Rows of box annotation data
····················

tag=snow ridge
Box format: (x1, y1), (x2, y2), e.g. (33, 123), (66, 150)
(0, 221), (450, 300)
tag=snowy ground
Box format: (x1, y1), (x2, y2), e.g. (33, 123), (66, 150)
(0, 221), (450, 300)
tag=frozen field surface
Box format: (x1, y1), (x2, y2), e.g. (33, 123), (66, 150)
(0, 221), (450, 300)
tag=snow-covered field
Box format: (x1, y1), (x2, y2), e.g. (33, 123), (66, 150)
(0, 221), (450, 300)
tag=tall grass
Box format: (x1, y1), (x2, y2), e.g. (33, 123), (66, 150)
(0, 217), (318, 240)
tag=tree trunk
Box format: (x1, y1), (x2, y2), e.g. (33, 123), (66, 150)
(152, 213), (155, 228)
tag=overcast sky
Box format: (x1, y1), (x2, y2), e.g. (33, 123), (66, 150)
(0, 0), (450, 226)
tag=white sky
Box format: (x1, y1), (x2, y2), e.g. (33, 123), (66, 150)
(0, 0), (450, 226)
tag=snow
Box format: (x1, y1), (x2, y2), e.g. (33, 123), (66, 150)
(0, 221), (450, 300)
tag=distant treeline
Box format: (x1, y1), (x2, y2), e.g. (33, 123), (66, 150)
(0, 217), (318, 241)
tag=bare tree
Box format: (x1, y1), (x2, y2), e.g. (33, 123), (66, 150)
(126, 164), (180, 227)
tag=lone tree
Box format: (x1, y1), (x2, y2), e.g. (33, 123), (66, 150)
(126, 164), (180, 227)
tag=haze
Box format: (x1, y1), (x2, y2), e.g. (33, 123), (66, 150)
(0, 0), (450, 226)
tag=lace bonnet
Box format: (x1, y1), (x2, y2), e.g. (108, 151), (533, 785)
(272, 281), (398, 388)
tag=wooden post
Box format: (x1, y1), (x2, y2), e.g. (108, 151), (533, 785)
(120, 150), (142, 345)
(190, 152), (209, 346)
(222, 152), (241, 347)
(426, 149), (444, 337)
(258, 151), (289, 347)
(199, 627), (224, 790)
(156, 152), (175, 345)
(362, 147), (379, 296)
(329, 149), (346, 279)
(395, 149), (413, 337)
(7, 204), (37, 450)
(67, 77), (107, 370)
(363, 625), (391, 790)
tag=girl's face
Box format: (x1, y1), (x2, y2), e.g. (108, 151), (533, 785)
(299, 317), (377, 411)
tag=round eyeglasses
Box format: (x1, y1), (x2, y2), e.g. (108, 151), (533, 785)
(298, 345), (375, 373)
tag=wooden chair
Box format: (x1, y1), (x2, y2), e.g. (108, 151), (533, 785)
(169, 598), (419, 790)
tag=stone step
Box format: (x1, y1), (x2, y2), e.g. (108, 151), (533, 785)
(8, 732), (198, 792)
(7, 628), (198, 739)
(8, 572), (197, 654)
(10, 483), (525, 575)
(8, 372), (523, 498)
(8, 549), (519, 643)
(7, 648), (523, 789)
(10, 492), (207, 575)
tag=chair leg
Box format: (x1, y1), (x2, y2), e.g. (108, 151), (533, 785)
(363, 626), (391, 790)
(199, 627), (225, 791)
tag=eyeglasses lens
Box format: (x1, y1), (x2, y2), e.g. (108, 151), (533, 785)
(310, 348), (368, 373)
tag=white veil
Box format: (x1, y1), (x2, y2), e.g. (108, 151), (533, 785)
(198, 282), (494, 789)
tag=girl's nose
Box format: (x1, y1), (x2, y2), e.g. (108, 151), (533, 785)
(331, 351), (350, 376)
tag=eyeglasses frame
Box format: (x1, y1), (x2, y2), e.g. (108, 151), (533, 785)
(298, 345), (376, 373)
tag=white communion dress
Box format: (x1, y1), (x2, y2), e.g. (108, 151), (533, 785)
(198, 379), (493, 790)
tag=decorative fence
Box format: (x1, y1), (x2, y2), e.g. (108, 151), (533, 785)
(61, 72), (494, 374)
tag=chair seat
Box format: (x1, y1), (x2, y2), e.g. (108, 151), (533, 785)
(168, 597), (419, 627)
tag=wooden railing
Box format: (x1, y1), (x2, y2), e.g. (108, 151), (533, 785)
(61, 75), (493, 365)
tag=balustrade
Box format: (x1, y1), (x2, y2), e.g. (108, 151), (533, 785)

····················

## DIRECTIONS:
Copy, character for character, the lines from the line that holds "tag=lace bonnet" through the final line of the records above.

## THE REPLY:
tag=lace bonnet
Box format: (x1, y1), (x2, y2), e.g. (108, 151), (533, 785)
(272, 281), (398, 388)
tag=wooden post
Box format: (x1, y1), (x2, y2), e.g. (108, 151), (533, 785)
(120, 150), (142, 345)
(190, 152), (209, 346)
(222, 152), (241, 347)
(426, 149), (444, 337)
(258, 151), (289, 347)
(199, 627), (224, 790)
(156, 152), (175, 345)
(362, 147), (379, 296)
(329, 149), (346, 279)
(395, 149), (413, 337)
(7, 204), (37, 450)
(67, 77), (107, 370)
(363, 625), (391, 790)
tag=girl's face
Box format: (x1, y1), (x2, y2), e.g. (108, 151), (533, 785)
(299, 317), (377, 411)
tag=round eyeglasses
Box format: (x1, y1), (x2, y2), e.g. (108, 151), (533, 785)
(298, 345), (375, 373)
tag=wooden chair
Box format: (x1, y1), (x2, y2), e.g. (108, 151), (533, 785)
(169, 598), (419, 790)
tag=stone step
Box format: (x1, y1), (x2, y2), e.g. (108, 151), (533, 785)
(8, 732), (198, 792)
(7, 628), (198, 739)
(8, 572), (197, 654)
(10, 483), (525, 575)
(8, 372), (523, 498)
(8, 549), (519, 643)
(7, 648), (523, 789)
(10, 492), (207, 575)
tag=chair leg
Box format: (x1, y1), (x2, y2), e.g. (108, 151), (533, 785)
(363, 626), (391, 790)
(199, 627), (225, 791)
tag=eyeglasses lens
Box format: (x1, y1), (x2, y2), e.g. (108, 151), (533, 785)
(310, 348), (368, 373)
tag=white veil
Box format: (x1, y1), (x2, y2), e.g. (108, 151), (533, 785)
(198, 282), (494, 789)
tag=girl's nose
Box format: (x1, y1), (x2, y2), e.g. (108, 151), (533, 785)
(331, 351), (350, 376)
tag=eyeglasses frame
Box format: (x1, y1), (x2, y2), e.g. (108, 151), (533, 785)
(298, 345), (376, 373)
tag=white communion dress
Box format: (x1, y1), (x2, y2), e.g. (108, 151), (533, 785)
(198, 379), (493, 790)
tag=decorative fence
Box format: (x1, y1), (x2, y2), e.g. (108, 151), (533, 785)
(61, 72), (494, 374)
tag=chair seat
Box format: (x1, y1), (x2, y2), e.g. (108, 151), (533, 785)
(168, 597), (419, 627)
tag=wooden railing
Box format: (x1, y1), (x2, y2), e.g. (108, 151), (533, 785)
(61, 75), (493, 365)
tag=balustrade
Box format: (x1, y1), (x2, y2), e.g. (108, 151), (533, 785)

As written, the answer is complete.